Requirement: Gather every line in the material below that contains the string "stone", and reproduce each one in full. Treat case as significant, so count only lines where the letters match in case.

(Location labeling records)
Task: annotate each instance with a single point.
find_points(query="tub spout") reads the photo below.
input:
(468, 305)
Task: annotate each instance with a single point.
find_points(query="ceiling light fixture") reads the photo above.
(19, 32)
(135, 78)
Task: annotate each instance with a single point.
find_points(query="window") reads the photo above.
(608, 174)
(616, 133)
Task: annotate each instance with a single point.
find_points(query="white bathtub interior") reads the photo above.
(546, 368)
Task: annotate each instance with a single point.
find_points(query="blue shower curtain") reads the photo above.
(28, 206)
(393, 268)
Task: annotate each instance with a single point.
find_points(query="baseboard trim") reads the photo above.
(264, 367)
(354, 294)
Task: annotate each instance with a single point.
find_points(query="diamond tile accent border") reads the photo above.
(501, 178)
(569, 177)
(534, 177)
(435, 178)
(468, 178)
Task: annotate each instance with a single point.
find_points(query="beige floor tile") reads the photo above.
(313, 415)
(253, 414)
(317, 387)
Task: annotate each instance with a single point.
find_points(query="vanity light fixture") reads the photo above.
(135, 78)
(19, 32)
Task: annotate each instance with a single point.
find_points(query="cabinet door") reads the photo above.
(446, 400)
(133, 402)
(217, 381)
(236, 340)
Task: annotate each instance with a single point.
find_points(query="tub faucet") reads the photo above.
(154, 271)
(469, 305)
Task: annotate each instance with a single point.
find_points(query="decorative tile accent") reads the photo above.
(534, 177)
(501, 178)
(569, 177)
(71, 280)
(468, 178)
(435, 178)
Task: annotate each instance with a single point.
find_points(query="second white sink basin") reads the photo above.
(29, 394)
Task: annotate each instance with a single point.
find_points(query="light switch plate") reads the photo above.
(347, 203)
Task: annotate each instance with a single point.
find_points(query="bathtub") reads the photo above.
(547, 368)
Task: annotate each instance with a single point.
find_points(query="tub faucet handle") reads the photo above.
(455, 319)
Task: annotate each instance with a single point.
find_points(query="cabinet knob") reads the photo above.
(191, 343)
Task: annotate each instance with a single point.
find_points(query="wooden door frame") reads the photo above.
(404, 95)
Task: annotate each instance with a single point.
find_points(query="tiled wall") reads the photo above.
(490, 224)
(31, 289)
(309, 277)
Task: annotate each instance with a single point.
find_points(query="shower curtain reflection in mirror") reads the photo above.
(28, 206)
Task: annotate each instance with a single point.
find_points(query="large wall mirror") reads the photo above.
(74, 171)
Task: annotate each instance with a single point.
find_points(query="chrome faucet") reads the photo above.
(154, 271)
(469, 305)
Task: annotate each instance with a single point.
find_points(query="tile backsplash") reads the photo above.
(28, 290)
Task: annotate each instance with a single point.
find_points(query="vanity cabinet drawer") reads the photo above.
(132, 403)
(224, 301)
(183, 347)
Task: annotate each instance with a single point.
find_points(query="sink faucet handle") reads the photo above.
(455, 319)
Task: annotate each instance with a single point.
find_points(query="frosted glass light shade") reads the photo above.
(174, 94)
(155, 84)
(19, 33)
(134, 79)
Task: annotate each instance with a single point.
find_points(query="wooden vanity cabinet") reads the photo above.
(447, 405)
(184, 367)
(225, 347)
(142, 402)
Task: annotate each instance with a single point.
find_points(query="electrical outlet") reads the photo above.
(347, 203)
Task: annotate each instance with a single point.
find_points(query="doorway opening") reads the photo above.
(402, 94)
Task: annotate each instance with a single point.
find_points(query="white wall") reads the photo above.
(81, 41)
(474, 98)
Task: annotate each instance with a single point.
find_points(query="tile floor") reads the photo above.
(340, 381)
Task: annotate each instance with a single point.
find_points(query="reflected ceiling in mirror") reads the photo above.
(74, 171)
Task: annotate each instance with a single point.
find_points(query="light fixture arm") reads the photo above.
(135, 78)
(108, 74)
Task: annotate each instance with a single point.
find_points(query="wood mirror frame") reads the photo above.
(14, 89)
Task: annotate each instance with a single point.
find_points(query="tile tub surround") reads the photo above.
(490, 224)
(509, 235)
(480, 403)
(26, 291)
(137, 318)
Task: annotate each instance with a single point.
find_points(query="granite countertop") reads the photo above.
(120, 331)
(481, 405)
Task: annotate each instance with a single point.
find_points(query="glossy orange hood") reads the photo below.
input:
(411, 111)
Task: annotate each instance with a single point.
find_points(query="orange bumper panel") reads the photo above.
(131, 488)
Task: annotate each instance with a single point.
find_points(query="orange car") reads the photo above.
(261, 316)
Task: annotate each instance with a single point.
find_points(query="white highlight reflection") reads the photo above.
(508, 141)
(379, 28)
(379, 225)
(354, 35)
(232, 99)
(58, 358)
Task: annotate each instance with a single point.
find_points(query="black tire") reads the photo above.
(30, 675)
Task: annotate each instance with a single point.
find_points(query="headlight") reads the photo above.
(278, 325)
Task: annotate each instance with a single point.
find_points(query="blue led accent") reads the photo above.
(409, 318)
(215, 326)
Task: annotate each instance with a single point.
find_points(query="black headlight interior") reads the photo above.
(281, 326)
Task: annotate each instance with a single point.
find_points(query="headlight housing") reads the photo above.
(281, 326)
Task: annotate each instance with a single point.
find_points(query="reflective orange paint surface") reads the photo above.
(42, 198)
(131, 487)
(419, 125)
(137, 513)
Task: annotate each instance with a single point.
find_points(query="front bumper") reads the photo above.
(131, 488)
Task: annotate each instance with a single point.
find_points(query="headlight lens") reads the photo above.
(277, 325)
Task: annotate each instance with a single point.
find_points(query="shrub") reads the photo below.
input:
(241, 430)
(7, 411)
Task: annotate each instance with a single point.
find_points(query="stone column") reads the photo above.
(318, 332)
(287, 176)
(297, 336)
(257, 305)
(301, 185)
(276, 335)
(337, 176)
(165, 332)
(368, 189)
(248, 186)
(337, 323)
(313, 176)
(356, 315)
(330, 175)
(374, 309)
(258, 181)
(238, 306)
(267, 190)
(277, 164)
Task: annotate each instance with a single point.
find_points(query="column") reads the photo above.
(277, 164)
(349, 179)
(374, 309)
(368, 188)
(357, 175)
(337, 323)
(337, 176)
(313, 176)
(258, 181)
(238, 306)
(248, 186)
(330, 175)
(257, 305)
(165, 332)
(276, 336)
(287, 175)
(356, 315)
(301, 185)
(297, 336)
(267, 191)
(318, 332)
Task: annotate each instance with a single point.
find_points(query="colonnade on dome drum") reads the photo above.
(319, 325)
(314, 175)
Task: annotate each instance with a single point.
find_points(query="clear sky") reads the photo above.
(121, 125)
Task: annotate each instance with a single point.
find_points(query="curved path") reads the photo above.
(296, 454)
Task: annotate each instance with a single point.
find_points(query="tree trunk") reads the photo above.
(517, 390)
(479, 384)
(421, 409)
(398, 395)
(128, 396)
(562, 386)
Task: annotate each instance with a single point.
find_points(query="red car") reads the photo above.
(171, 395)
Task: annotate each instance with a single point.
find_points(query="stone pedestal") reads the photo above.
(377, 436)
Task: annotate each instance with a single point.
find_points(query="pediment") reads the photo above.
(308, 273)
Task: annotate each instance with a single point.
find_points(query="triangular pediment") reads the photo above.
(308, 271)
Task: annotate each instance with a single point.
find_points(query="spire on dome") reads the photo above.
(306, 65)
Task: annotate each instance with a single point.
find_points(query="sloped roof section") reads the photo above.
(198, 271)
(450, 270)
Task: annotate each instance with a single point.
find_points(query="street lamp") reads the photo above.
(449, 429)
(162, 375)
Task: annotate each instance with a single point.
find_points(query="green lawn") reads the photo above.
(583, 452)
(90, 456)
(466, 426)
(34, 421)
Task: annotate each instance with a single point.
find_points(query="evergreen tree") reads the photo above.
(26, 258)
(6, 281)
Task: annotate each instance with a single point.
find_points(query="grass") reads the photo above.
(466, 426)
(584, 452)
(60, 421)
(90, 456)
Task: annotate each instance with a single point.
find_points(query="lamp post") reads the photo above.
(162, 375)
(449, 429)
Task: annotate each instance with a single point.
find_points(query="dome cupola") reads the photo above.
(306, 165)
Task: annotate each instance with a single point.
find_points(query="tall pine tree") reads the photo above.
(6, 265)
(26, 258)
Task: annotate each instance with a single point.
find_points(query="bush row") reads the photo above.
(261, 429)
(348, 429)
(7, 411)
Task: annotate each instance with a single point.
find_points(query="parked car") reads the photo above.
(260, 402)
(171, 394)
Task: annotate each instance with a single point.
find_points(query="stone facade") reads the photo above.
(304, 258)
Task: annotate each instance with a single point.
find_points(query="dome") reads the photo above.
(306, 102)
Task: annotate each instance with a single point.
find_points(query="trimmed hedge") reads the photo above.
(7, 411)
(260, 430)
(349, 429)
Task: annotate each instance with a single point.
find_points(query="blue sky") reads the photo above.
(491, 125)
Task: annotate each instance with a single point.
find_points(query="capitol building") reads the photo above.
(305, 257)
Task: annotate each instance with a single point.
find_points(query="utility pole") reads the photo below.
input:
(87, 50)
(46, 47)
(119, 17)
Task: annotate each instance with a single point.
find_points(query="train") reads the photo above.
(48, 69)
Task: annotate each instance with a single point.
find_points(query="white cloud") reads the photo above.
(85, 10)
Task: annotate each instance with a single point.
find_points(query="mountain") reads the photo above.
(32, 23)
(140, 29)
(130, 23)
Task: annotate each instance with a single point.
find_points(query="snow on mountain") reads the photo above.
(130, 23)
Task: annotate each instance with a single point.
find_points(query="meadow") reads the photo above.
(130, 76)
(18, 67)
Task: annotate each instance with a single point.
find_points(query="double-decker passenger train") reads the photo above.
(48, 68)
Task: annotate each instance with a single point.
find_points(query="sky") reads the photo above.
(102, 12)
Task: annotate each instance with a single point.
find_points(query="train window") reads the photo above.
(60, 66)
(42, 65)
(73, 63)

Problem solution:
find_points(query="stone column") reads the photo above.
find_points(query="stone pedestal") reads the photo above.
find_points(query="stone facade") reads the photo above.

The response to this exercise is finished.